» **DATA PROVIDED**

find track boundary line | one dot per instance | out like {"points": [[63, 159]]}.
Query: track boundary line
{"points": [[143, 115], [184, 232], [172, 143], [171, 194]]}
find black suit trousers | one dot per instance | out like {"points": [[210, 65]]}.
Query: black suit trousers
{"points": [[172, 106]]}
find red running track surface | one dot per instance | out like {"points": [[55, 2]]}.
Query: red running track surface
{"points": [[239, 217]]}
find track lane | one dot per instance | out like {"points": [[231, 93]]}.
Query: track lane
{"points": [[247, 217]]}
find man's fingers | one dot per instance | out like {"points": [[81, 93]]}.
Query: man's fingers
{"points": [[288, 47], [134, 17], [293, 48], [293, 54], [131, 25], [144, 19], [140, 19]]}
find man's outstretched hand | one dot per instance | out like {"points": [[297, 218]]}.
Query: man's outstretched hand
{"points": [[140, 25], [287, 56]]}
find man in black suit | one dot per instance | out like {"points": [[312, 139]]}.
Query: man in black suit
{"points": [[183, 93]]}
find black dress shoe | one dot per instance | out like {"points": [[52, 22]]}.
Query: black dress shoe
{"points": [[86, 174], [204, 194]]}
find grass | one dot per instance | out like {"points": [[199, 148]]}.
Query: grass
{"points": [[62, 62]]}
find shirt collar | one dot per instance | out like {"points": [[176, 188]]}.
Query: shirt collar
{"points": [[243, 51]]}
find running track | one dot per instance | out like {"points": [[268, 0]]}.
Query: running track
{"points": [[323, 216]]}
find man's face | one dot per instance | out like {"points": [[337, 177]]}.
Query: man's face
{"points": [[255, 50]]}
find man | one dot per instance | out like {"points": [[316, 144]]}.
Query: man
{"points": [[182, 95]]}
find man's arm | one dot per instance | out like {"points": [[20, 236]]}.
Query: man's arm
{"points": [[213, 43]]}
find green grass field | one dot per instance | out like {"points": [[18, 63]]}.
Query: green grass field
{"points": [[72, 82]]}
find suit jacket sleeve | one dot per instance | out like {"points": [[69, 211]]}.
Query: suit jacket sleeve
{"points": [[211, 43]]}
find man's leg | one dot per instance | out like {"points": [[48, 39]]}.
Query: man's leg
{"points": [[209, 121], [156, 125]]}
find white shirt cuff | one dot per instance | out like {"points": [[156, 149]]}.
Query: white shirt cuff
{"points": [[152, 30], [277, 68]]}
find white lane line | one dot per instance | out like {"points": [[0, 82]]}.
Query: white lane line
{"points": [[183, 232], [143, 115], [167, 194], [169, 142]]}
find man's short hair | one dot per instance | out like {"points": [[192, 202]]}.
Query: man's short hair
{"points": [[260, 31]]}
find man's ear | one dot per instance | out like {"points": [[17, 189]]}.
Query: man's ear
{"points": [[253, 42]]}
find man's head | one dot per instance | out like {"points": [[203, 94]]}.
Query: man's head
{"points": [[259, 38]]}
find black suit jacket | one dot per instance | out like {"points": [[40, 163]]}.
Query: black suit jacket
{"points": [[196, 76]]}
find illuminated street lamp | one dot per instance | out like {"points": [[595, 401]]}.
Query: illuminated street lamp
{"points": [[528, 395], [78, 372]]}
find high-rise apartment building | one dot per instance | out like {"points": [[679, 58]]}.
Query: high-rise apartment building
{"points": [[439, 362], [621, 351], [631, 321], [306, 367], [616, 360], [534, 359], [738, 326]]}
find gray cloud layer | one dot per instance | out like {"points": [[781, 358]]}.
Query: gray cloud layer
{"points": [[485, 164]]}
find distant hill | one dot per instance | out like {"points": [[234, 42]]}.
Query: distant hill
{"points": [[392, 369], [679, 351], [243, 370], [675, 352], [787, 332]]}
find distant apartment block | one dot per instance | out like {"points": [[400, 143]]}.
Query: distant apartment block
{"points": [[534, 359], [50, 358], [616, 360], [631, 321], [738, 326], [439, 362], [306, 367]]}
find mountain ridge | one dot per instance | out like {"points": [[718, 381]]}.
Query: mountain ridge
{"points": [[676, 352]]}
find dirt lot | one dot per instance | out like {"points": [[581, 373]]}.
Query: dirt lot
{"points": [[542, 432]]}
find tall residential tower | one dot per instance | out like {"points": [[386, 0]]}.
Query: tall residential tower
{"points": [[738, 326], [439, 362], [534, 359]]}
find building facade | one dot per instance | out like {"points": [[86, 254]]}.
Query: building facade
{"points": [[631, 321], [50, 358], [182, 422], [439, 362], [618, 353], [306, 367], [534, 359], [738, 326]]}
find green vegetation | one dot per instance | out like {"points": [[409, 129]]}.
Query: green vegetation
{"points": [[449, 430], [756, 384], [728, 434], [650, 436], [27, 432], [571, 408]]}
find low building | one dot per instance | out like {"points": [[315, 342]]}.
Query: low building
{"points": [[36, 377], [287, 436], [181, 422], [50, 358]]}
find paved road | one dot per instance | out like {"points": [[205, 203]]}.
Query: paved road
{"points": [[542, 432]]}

» **PROBLEM STATEMENT**
Copy out every line of the listing above word for word, with nothing changed or left out.

» **ANSWER TO THIS PROBLEM**
find track boundary line | one dot per instance | out like {"points": [[63, 159]]}.
Query: track boundary line
{"points": [[143, 115], [184, 232], [172, 143], [171, 194]]}
find black suit trousers | one dot per instance | out like {"points": [[210, 65]]}.
Query: black suit trousers
{"points": [[172, 106]]}
find red running track surface | one dot per instance | out like {"points": [[55, 2]]}.
Query: red running track surface
{"points": [[239, 217]]}
find track lane | one dot per instance | out like {"points": [[231, 93]]}.
Query: track lane
{"points": [[247, 217]]}
find man's fingers | one dot per instance | out like {"points": [[81, 93]]}.
Query: man's fingers
{"points": [[288, 47], [134, 17], [293, 48], [293, 54], [131, 25], [144, 19], [140, 19]]}
find man's outstretched hand | one dot per instance | out like {"points": [[297, 218]]}.
Query: man's outstretched hand
{"points": [[140, 25], [287, 56]]}
find man in black suit | one dot per instance | out like {"points": [[312, 139]]}.
Query: man in black suit
{"points": [[183, 93]]}
find black dress shoe | one dot per instance | out like {"points": [[52, 22]]}.
Query: black dress shoe
{"points": [[86, 174], [204, 194]]}
find grass | one dot per instance | out like {"points": [[199, 148]]}.
Query: grass
{"points": [[62, 62]]}
find shirt collar | one dot per instance | out like {"points": [[176, 188]]}.
Query: shirt collar
{"points": [[243, 51]]}
find running track | one dot per instance | out like {"points": [[268, 0]]}.
Query: running track
{"points": [[323, 216]]}
find man's face | one dot per instance | out like {"points": [[337, 177]]}.
Query: man's face
{"points": [[255, 50]]}
find man | one dot per instance | out like {"points": [[316, 144]]}.
Query: man
{"points": [[182, 95]]}
find man's arm | one dot per instance | out like {"points": [[20, 236]]}.
Query: man's arm
{"points": [[213, 43]]}
find green grass field | one dot per instance | out like {"points": [[18, 63]]}.
Query: green grass field
{"points": [[72, 82]]}
find suit jacket sleeve | one dot per instance | out like {"points": [[69, 211]]}.
Query: suit jacket sleeve
{"points": [[211, 43]]}
find man's leg | one dot per instance | out like {"points": [[48, 39]]}.
Query: man's leg
{"points": [[209, 121], [156, 125]]}
find white shirt cuff | one dot per instance | out like {"points": [[156, 149]]}.
Query: white shirt cuff
{"points": [[152, 30], [277, 68]]}
find white lane line | one dot per instance | out like {"points": [[0, 82]]}.
Query: white lane line
{"points": [[183, 232], [143, 115], [167, 194], [169, 142]]}
find man's short hair | one dot per instance | out like {"points": [[192, 202]]}.
Query: man's short hair
{"points": [[260, 31]]}
find man's ear | one dot per instance | out like {"points": [[17, 189]]}.
Query: man's ear
{"points": [[253, 42]]}
find man's head | one dot per instance | out like {"points": [[203, 94]]}.
Query: man's head
{"points": [[259, 38]]}
find black suit jacket | one dot per instance | out like {"points": [[40, 163]]}.
Query: black suit jacket
{"points": [[196, 76]]}
find illuminated street lamp | one dot per instance | out like {"points": [[595, 401]]}.
Query: illuminated street lamp
{"points": [[528, 395], [78, 372]]}
find high-rise apartment building | one dot per instance | out like {"points": [[679, 58]]}.
Query: high-rise apartment building
{"points": [[439, 362], [621, 351], [631, 321], [306, 367], [616, 360], [534, 359], [738, 326]]}
find gray cloud layer | one dot per instance | out like {"points": [[781, 358]]}.
Query: gray cloud layer
{"points": [[485, 164]]}
find distant hill | one dot per instance | out like {"points": [[234, 42]]}.
Query: distant hill
{"points": [[392, 369], [679, 351], [243, 370], [675, 352], [787, 332]]}
find distant apartment block | one dot per instance | out like {"points": [[400, 143]]}.
Query: distant apartment block
{"points": [[534, 359], [50, 358], [616, 360], [631, 321], [738, 326], [439, 362], [306, 367]]}
find mountain ridge | one dot per instance | out like {"points": [[718, 381]]}.
Query: mountain ridge
{"points": [[676, 352]]}
find dirt lot | one dot per instance | out like {"points": [[581, 373]]}.
Query: dirt lot
{"points": [[542, 432]]}
find tall residential tower | one dot per instance | out like {"points": [[386, 0]]}.
Query: tall residential tower
{"points": [[738, 326], [439, 362], [534, 359]]}
find building facade | one dot per instance | out like {"points": [[86, 254]]}.
Query: building facade
{"points": [[631, 321], [50, 358], [182, 422], [439, 362], [618, 353], [306, 367], [534, 359], [738, 326]]}
find green vegetation | one dot per instance | out like {"points": [[409, 129]]}.
Query: green vegetation
{"points": [[449, 430], [756, 384], [728, 434], [650, 436], [27, 432], [571, 408]]}
find low building | one dot per instance | out like {"points": [[315, 342]]}.
Query: low building
{"points": [[36, 377], [287, 436], [181, 422], [50, 358]]}
find paved road | one dot per instance | out like {"points": [[205, 203]]}.
Query: paved road
{"points": [[542, 432]]}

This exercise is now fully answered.